TASK A:
From the golf drill text below, reproduce the passage that begins at the words "How the Drill" and stops after the words "open too early.".
TASK B:
Render this sentence from the golf drill text below in Spanish: "Many golfers struggle with the trail arm in transition and through the release."
TASK C:
In the golf drill text below, how does the catch-up move through impact usually show up?

------ QUOTED TEXT

The trail arm corkscrew drill teaches you how to organize your trail arm during the downswing and release so the club can shallow, square, and move through impact without a last-second flip. If your club tends to get steep early, then drop too far behind you, or if you fight pulls, thin shots, toe strikes, and inconsistent compression, this drill can be a major fix. The goal is to train the trail shoulder and trail forearm to rotate in complementary directions so your arm works more like a tour-level release instead of a disconnected throw.
How the Drill Works
Many golfers struggle with the trail arm in transition and through the release. The most common pattern is that the trail shoulder does not organize correctly, so the club steepens on the way down. From there, the club often falls behind the body and has to “catch up” through impact. That catch-up move usually shows up as a flip, a rapidly rolling clubface, or an elbow that points out in front of you too early in the follow-through.
The trail arm corkscrew drill gives you a different pattern. Instead of letting the entire arm dump outward, you learn to keep the trail elbow more oriented down and behind you while the trail forearm rotates into a more functional release position. That pairing is the “corkscrew” feel.
Think of it this way:
- Your upper arm/shoulder is resisting the urge to spin open too early.
- Your forearm is rotating so the club can release and the face can cover the ball properly.
- Those two actions happen together, but in different directions.
When you do it correctly, your trail arm stays more connected to your body while the forearm rotates into a “stop sign” or “shake hands with the target line” type of follow-through position. That gives you a fuller release without losing structure in the shoulder.

------------
------ GIVEN INFORMATION

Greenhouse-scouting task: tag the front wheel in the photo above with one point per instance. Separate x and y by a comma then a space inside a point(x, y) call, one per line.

------------

SOLUTION A:
How the Drill Works
Many golfers struggle with the trail arm in transition and through the release. The most common pattern is that the trail shoulder does not organize correctly, so the club steepens on the way down. From there, the club often falls behind the body and has to “catch up” through impact. That catch-up move usually shows up as a flip, a rapidly rolling clubface, or an elbow that points out in front of you too early in the follow-through.
The trail arm corkscrew drill gives you a different pattern. Instead of letting the entire arm dump outward, you learn to keep the trail elbow more oriented down and behind you while the trail forearm rotates into a more functional release position. That pairing is the “corkscrew” feel.
Think of it this way:
- Your upper arm/shoulder is resisting the urge to spin open too early.

SOLUTION B:
Muchos golfistas tienen dificultades con el brazo trasero en la transición y durante la liberación.

SOLUTION C:
As a flip, a rapidly rolling clubface, or an elbow that points out in front too early in the follow-through.